---- Given passage

Note: generics are erased at runtime, and are only used for type checking, and type inference, parameters and return types are compiled to the type they are constrained to, or mixed if no constraint is provided.

Examples:

function foo<T>(T $value): T {
    $value
}

function bar(): int {
    foo::<int>(1)
}

Generics can also be used with classes, and interfaces as well.

Examples:

interface ContainerInterface<T> {
    public function get(): T;
}

final readonly class Container<T> implements ContainerInterface<T> {
    public function __construct(private T $value) {}

    public function get(): T {
        $this->value
    }
}

Template constraints can be used to constrain the type of a generic template.

--------
---- Data listing

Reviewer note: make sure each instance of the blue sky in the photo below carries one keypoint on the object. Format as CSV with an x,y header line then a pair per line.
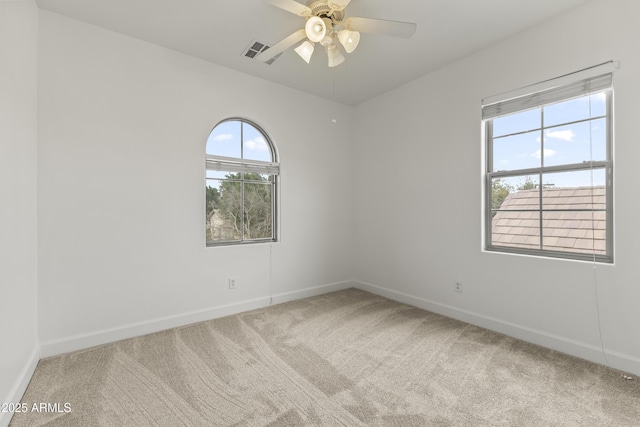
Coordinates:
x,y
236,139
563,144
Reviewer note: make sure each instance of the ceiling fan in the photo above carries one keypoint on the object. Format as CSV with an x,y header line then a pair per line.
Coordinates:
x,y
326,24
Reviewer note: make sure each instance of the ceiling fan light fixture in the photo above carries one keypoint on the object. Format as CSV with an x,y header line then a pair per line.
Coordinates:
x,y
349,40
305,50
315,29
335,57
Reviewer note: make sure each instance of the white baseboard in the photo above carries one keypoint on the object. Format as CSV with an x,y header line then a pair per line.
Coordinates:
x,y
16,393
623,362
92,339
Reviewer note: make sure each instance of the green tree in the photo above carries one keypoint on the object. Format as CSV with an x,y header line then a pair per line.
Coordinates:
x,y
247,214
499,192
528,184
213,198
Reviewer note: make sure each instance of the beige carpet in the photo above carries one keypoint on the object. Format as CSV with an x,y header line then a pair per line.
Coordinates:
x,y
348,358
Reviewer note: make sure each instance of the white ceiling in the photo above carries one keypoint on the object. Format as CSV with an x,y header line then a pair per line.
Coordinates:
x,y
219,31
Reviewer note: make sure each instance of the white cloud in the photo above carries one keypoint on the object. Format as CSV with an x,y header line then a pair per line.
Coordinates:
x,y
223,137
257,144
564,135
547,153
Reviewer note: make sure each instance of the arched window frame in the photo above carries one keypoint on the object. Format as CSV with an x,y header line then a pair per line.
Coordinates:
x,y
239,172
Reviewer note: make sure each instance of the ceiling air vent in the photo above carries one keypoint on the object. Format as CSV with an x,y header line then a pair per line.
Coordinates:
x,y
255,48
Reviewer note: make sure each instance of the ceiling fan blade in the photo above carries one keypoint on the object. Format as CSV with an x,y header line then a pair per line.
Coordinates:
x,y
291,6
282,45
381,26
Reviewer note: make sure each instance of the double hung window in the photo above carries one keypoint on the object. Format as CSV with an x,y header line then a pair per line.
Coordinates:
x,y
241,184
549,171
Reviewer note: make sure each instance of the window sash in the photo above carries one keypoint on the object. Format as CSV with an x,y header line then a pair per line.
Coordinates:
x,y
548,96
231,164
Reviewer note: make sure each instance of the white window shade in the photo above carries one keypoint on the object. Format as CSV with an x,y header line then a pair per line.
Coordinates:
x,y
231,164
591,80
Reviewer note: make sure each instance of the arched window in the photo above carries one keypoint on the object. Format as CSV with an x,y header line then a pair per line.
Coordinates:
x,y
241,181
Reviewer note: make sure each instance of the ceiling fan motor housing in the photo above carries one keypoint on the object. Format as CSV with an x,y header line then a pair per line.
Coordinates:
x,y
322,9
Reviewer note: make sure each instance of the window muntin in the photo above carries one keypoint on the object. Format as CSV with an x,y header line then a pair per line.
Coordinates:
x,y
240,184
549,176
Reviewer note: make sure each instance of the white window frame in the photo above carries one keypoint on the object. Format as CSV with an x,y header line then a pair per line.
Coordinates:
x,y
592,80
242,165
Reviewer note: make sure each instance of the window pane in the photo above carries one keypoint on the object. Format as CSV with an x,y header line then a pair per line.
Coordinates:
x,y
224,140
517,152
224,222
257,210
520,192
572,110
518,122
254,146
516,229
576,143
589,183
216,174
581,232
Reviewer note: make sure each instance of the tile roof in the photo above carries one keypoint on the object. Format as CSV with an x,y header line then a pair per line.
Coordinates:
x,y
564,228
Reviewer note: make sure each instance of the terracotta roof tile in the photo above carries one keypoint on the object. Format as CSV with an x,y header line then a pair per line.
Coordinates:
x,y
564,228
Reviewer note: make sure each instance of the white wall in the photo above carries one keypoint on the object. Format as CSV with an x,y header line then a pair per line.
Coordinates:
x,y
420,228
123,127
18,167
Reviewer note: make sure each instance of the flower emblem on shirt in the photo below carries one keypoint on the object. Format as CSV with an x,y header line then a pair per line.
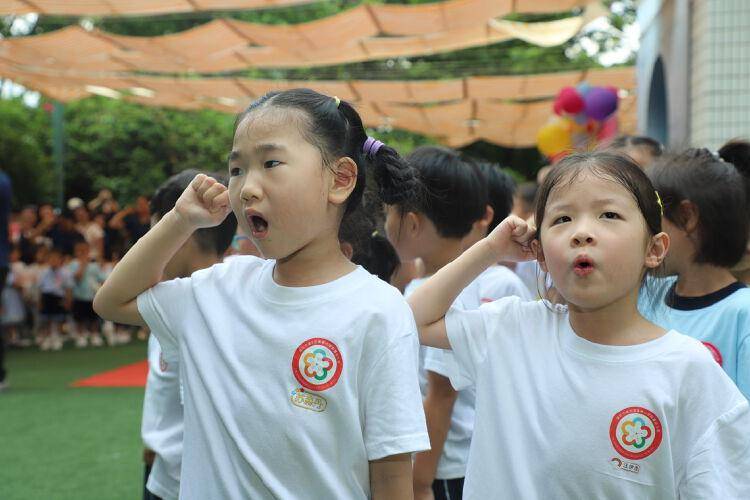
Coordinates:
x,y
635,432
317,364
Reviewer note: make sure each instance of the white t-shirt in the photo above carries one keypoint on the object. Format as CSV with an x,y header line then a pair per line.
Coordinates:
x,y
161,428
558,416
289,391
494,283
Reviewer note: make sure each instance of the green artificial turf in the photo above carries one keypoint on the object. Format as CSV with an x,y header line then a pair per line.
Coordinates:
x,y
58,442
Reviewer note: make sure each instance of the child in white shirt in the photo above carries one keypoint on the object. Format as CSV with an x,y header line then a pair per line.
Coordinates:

--------

## Problem description
Decide whether each statement agrees with the passage on generics: (a) Generics are kept at runtime. (b) Generics can be used with interfaces. (c) A parameter with no constraint is compiled to mixed. For each, answer yes or no and quote the deciding words.

## The reply
(a) No: "generics are erased at runtime"
(b) Yes: "Generics can also be used with classes, and interfaces as well."
(c) Yes: "parameters and return types are compiled to the type they are constrained to, or mixed if no constraint is provided"